[READING PASSAGE]
:::::
Code 4860 is about a missing refund the cardholder expected. If they are disputing the quality of goods they still have, that is 4853. If they claim goods were never delivered, that is 4855. The equivalent on other networks is Visa 13.6, Amex C02, and the Discover credit-not-processed scenario within RM.
Cross-Network Equivalent Codes
| Network | Code | Title | Notes |
|---|---|---|---|
| Mastercard | 4860 | Credit Not Processed | This page |
| Visa | 13.6 | Credit Not Processed | Direct equivalent; same evidence strategy |
| Amex | C02 | Credit Not Processed | Direct equivalent; Amex uses same code name |
| Discover | RM | Cardholder Disputes Quality | Credit disputes often filed under RM on Discover network |
Common Trigger Scenarios
- Return accepted but credit never issued. A customer returned a product in-store or by mail, received an acknowledgment that the return was accepted, but the credit was never submitted to the card network. The cardholder waited the expected processing time and filed a dispute when nothing appeared.
- Customer service promised a refund that was never processed. A support agent told the customer "your refund will be processed within 5-7 business days" but the refund was never actually submitted. Either a processing error occurred, the agent exceeded their authority, or the promise fell through the cracks.
- Cancelled order refund delayed past reasonable timeframe. An order was cancelled — either by the customer or by the merchant — and the merchant acknowledged the cancellation, but the refund took longer than the cardholder expected (or never came). The cardholder filed a chargeback rather than waiting further.
- Credit issued to wrong card or account. The merchant processed the refund but to a different card number — a previous card, a different family member's card, or a card that has since been replaced. The credit was issued but the cardholder never saw it.
- Partial refund for a full-refund-expected situation. The merchant issued a partial credit when the cardholder expected a full refund. The cardholder disputes the remaining balance as a missing credit, treating the partial amount as inadequate.
:::::
[LISTED ENTRIES]
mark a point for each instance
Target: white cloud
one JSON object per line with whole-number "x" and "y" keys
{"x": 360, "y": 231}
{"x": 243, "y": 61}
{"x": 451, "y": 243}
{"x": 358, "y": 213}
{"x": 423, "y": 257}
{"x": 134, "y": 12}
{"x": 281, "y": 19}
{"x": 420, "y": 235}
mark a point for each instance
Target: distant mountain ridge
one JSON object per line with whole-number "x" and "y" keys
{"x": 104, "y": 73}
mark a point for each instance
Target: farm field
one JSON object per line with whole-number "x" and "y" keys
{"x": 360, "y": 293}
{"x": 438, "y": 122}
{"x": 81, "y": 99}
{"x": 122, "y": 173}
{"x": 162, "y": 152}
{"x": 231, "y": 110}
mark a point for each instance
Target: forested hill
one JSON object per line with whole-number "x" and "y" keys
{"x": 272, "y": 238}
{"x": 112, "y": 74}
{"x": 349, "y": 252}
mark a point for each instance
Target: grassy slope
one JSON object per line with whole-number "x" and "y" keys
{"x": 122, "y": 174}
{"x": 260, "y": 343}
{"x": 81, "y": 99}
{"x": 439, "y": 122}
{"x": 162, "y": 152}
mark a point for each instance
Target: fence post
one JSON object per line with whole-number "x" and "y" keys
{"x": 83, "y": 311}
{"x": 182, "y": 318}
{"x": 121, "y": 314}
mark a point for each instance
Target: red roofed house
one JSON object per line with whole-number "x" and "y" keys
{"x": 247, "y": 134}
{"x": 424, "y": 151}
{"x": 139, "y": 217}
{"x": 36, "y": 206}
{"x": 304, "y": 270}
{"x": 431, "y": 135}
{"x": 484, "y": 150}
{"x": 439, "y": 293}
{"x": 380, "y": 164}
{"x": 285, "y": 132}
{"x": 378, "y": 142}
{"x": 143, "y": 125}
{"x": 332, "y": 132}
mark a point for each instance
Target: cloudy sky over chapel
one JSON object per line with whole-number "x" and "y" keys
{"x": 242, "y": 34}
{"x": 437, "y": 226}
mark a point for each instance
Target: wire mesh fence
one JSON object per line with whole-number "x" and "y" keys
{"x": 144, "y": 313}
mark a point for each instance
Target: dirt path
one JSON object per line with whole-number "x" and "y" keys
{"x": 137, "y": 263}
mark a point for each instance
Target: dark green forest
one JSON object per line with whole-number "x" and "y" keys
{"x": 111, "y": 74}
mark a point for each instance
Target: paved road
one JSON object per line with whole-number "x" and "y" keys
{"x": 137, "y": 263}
:::::
[TASKS]
1. Answer these questions using the passage on Mastercard code 4860:
(a) Which code applies when the cardholder claims the goods were never delivered?
(b) What is the Amex code listed as the direct equivalent?
(c) In the scenario about customer service, within what timeframe did the support agent say the refund would be processed?
2. Name every common trigger scenario that the passage on Mastercard code 4860 describes.
3. Extend the passage on Mastercard code 4860, starting after its final sentence.

[RESPONSES BY TASK]
1.
(a) 4855
(b) C02
(c) Within 5-7 business days

2.
- Return accepted but credit never issued
- Customer service promised a refund that was never processed
- Cancelled order refund delayed past reasonable timeframe
- Credit issued to wrong card or account
- Partial refund for a full-refund-expected situation

3.
Key Deadlines & Timeframes
| Milestone | Timeframe | Notes |
|---|---|---|
| Cardholder Filing Window | 120 days | From the transaction date or date credit was promised |
| Merchant Response Window | 45 days | From acquirer receipt; processor may impose shorter deadline |
| Credit Processing Time | 3–5 days | Standard Mastercard credit posting time after merchant submission |
Evidence You Will Need
The primary question is whether a credit was issued. Pull your transaction records before anything else.
- Credit transaction record from your processor showing the refund was submitted — credit reference number, date processed, amount, and the card number it was issued to
- Return or cancellation confirmation showing the customer's return was accepted or order was cancelled, and the refund amount authorized
- Your return policy if the dispute involves a situation where a credit is not owed — showing the no-refund policy was conspicuously disclosed at time of purchase
- Customer service communication records documenting any interactions about the refund request, particularly any promises made or denied
- Batch settlement records showing the credit transaction was included in a submitted batch if the credit was issued but may not have reached the cardholder's account due to routing
- For store credit situations: documentation showing the cardholder was informed of the store-credit-only policy and accepted it, including their use of the store credit if applicable
Learn Exactly How to Package and Present This Evidence
The Processing Error Defense Guide covers how to pull credit transaction records from your processor, how to handle the "credit issued to wrong card" scenario, and how to defend a no-refund policy claim under 4860.
Learn exactly how to package and present this evidence →How Merchants Lose This Dispute
- Credit was genuinely never processed. The most common cause of 4860 losses is that the refund simply was not submitted. A staff member accepted a return and told the customer the credit was coming, but never actually processed it in the system. Implement return workflows that require a credit transaction number before the return is considered complete.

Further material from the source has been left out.